- **STATED GOAL**
Locate each line of the material that contains the word "dark", and copy every such line in full.

***** RECORDS SUPPLIED

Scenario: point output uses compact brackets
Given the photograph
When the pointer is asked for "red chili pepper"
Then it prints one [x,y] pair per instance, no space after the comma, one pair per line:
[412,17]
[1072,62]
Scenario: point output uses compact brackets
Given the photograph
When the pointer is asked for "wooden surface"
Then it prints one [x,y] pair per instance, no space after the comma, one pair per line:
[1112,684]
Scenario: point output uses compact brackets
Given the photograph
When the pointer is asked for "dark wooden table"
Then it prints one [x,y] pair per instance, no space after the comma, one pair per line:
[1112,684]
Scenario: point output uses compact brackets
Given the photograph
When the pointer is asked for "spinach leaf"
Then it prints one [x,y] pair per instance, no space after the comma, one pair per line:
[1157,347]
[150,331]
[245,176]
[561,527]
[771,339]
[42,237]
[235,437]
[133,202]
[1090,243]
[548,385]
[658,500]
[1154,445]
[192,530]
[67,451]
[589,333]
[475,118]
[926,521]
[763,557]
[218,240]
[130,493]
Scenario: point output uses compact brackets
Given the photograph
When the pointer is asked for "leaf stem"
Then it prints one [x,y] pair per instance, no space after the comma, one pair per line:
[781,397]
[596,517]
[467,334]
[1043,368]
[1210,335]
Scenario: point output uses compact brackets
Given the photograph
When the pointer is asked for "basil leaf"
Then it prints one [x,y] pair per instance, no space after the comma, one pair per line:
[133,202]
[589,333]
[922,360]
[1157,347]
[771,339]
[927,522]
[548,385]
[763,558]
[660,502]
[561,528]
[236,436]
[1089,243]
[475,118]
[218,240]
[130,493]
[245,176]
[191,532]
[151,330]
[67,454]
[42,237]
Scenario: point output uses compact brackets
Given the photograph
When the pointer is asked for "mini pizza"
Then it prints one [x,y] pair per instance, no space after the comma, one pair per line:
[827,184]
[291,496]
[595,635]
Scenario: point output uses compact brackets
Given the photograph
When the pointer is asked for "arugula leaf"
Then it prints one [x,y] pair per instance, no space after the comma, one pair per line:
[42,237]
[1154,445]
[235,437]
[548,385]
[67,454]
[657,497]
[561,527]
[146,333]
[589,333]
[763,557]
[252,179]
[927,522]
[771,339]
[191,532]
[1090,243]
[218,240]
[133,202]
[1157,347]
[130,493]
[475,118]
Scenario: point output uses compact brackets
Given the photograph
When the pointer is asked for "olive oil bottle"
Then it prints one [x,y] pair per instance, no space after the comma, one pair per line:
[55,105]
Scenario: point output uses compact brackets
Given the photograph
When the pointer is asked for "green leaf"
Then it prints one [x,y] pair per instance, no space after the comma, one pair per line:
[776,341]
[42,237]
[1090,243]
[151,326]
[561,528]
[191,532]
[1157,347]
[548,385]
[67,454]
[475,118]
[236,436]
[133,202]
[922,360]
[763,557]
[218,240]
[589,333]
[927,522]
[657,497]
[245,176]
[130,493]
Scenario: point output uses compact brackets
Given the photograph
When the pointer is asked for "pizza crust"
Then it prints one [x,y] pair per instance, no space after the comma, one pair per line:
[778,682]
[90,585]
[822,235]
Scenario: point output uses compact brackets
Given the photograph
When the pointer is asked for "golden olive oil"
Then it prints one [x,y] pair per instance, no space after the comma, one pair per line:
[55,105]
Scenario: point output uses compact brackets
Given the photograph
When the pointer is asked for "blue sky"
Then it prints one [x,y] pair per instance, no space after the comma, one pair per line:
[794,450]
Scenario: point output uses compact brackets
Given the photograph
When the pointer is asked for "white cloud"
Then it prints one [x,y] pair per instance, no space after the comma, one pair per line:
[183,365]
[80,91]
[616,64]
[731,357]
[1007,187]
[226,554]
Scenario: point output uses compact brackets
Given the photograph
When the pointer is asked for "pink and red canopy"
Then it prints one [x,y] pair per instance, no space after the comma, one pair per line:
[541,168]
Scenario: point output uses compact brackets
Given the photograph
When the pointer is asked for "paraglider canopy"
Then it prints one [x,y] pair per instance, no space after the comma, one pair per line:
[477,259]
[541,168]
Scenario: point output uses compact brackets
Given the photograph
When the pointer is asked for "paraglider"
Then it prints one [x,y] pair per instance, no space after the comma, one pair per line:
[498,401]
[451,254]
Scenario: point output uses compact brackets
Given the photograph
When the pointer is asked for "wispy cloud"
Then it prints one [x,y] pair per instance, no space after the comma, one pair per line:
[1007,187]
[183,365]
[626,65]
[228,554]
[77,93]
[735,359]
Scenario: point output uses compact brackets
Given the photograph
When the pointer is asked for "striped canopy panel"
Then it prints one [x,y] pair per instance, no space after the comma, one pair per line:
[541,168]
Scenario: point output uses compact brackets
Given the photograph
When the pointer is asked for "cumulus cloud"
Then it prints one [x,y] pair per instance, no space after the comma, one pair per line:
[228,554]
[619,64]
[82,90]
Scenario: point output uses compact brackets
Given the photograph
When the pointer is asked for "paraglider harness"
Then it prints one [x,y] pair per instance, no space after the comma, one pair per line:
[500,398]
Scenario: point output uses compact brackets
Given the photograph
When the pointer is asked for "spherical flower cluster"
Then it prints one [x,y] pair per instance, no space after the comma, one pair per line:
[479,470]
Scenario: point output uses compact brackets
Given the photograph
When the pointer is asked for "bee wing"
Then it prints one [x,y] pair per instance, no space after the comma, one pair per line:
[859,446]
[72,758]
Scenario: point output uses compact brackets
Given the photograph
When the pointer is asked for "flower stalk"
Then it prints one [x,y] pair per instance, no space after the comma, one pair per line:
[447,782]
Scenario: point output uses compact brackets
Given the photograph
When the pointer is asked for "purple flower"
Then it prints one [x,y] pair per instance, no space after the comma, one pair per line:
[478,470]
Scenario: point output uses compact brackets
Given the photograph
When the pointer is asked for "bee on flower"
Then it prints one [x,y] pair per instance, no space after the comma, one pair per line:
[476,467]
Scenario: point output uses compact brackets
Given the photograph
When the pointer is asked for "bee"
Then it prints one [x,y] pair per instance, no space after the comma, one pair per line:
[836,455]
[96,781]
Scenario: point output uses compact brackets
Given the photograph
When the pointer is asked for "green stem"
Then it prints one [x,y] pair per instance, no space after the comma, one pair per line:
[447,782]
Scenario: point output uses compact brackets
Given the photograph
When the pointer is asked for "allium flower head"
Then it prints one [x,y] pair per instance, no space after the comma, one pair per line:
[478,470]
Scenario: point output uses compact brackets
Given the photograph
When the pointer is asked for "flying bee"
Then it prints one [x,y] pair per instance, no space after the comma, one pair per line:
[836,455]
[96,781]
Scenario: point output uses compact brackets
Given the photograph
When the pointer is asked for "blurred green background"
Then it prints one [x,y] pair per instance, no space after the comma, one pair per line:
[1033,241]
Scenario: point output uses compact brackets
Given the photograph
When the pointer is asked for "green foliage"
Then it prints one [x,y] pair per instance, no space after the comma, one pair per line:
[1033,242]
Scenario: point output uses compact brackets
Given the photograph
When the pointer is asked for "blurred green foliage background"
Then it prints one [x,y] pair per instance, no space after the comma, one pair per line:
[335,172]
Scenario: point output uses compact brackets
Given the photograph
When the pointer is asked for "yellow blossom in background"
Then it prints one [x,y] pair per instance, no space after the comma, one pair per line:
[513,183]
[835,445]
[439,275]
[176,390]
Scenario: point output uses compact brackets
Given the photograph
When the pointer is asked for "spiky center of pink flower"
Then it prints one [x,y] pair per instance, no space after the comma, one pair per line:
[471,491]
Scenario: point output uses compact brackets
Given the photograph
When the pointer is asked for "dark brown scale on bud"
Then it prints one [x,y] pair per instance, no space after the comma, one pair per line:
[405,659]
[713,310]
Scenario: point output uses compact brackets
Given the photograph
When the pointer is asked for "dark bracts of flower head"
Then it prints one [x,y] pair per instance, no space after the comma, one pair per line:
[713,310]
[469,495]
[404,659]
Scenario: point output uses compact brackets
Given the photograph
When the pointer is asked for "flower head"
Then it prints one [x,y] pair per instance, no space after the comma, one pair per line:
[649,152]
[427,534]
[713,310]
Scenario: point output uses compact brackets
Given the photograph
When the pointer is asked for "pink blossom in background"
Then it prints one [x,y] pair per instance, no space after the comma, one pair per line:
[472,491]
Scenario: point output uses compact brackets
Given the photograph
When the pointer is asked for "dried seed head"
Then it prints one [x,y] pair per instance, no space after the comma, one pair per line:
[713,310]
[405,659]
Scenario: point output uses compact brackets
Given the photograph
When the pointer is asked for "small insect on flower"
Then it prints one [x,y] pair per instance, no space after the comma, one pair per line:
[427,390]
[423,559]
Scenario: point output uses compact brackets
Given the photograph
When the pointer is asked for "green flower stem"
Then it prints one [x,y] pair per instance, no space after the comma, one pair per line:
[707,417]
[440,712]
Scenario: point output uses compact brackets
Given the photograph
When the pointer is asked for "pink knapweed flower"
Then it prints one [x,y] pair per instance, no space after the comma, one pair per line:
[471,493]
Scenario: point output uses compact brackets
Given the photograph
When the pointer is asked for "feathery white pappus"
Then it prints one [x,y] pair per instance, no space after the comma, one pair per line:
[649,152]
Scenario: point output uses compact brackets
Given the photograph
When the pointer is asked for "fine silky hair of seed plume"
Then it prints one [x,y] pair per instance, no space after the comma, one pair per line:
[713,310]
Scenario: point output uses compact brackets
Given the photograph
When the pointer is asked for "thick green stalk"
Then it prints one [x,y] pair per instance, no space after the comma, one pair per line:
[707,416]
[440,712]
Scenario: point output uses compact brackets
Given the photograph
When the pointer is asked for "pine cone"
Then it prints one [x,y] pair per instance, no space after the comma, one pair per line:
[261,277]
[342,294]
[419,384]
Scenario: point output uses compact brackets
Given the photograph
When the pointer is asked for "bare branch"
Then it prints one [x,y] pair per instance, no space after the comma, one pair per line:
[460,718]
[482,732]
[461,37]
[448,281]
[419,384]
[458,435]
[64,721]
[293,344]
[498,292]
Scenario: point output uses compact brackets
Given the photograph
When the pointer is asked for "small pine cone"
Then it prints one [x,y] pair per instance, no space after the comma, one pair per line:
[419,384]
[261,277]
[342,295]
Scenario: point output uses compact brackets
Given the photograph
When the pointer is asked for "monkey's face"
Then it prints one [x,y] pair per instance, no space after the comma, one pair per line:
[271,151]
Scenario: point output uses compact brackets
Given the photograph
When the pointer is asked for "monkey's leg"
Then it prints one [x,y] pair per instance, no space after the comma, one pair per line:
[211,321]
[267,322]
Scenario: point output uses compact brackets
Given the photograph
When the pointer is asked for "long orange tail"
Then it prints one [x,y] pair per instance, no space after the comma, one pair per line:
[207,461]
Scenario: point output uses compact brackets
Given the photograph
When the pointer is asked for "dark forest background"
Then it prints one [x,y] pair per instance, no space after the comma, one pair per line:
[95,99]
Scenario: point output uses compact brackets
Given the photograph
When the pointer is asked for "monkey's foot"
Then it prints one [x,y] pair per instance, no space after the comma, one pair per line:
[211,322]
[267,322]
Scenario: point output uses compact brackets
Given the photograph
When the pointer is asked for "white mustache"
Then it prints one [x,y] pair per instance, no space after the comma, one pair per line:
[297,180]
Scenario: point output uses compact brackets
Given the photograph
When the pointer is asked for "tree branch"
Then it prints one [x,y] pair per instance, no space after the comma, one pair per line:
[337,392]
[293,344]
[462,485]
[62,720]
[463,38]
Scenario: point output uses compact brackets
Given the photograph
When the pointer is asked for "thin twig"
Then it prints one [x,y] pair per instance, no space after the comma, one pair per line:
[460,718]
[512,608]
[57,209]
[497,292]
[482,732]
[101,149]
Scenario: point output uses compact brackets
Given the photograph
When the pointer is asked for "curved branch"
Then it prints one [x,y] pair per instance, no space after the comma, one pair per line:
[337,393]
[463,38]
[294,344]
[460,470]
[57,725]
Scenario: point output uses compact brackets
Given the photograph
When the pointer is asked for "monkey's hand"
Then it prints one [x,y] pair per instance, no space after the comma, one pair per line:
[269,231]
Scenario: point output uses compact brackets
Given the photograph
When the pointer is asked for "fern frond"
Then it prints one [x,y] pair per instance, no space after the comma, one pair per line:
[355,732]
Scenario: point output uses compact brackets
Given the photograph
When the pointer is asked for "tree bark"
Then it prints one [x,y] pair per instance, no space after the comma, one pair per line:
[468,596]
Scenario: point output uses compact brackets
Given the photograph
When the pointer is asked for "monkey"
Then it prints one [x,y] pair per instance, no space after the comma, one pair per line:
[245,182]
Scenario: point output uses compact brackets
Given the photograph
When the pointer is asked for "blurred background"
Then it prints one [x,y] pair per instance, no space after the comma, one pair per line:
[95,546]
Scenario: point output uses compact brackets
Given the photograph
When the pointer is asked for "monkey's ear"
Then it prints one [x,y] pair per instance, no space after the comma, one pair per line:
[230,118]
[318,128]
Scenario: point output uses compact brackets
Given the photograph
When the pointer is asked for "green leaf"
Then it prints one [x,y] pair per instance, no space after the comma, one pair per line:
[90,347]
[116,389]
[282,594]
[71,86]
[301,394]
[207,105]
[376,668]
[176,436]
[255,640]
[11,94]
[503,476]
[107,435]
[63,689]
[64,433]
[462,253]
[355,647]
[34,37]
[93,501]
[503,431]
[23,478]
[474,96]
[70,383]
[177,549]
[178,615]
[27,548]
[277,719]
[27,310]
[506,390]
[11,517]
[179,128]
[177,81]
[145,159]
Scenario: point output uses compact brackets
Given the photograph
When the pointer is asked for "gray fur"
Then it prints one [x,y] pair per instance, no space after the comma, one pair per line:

**********

- **RESPONSE TO THE EXERCISE**
When the pointer is asked for "dark wooden table"
When the pointer is asked for "dark brown scale on bud"
When the pointer is asked for "dark bracts of flower head"
When the pointer is asked for "dark forest background"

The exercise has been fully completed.